## JOB
Rewrite all of the records below with every "point_tool" changed to "locate_tool" and nothing else altered. Leave the pictures out of your version.

## EXERCISE MATERIAL

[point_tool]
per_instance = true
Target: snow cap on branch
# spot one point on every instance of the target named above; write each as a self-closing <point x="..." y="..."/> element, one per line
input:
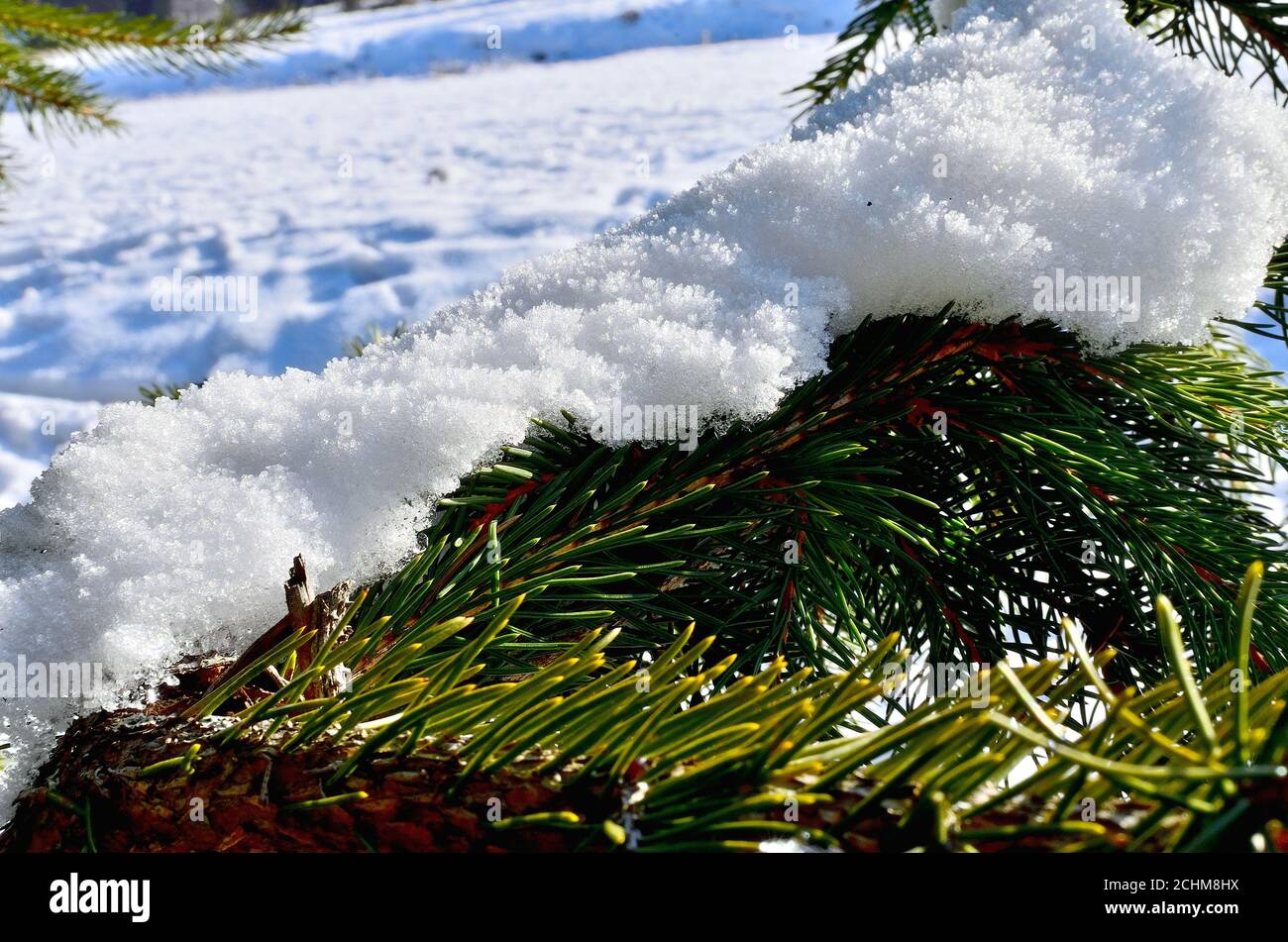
<point x="1039" y="161"/>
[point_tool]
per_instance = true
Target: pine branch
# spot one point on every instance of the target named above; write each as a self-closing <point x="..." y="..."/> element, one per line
<point x="1061" y="485"/>
<point x="875" y="30"/>
<point x="143" y="42"/>
<point x="62" y="100"/>
<point x="1233" y="35"/>
<point x="56" y="98"/>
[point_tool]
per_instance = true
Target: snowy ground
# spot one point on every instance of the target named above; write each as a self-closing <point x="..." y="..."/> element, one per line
<point x="351" y="201"/>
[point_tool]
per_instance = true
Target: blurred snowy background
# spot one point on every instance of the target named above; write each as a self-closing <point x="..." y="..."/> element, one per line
<point x="380" y="167"/>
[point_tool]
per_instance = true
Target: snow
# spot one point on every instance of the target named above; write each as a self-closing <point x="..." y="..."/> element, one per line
<point x="455" y="35"/>
<point x="168" y="528"/>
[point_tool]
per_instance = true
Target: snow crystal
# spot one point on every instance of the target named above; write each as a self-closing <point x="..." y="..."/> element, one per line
<point x="1034" y="157"/>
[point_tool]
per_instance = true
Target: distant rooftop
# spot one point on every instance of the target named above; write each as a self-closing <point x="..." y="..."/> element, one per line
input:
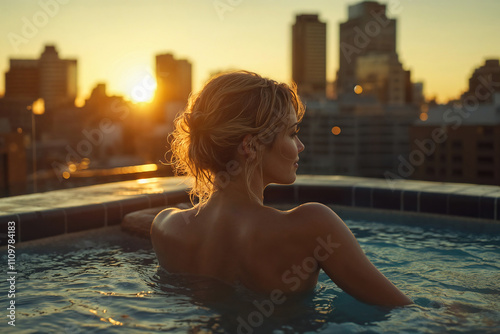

## WRITTEN REPLY
[locate_tool]
per_instance = true
Target: snow cap on branch
# spot one point on every instance of the target named above; write each as a self-closing <point x="..." y="..."/> element, one per line
input:
<point x="1039" y="161"/>
[locate_tool]
per_instance = true
Target: pine branch
# spot one point on every instance of the target named above; write each as a self-closing <point x="..." y="..."/> element, one per line
<point x="1061" y="485"/>
<point x="875" y="30"/>
<point x="143" y="42"/>
<point x="62" y="100"/>
<point x="1233" y="35"/>
<point x="56" y="98"/>
[locate_tool]
per_instance = true
Target: snowy ground
# spot one point on every instance of the target named above; write each as a self-closing <point x="..." y="..."/> element, one per line
<point x="351" y="201"/>
[locate_tool]
per_instance = true
Target: blurred snowy background
# spot one point on every instance of the target named above; write each as a self-closing <point x="..." y="..."/> element, one per line
<point x="380" y="167"/>
[locate_tool]
per_instance = true
Target: snow
# spot one point on every instance of the target named above; write each as a self-closing <point x="..." y="..."/> element, one per line
<point x="455" y="35"/>
<point x="168" y="528"/>
[locate_tool]
per_instance = true
Target: snow crystal
# spot one point on every instance of the target named above; write each as a self-closing <point x="..." y="..."/> element, one per line
<point x="1034" y="157"/>
[locate_tool]
per_instance = true
Target: distant rooftop
# spot one point on every instance of the target named above; write each as a self-closing <point x="..." y="..."/> element, one per line
input:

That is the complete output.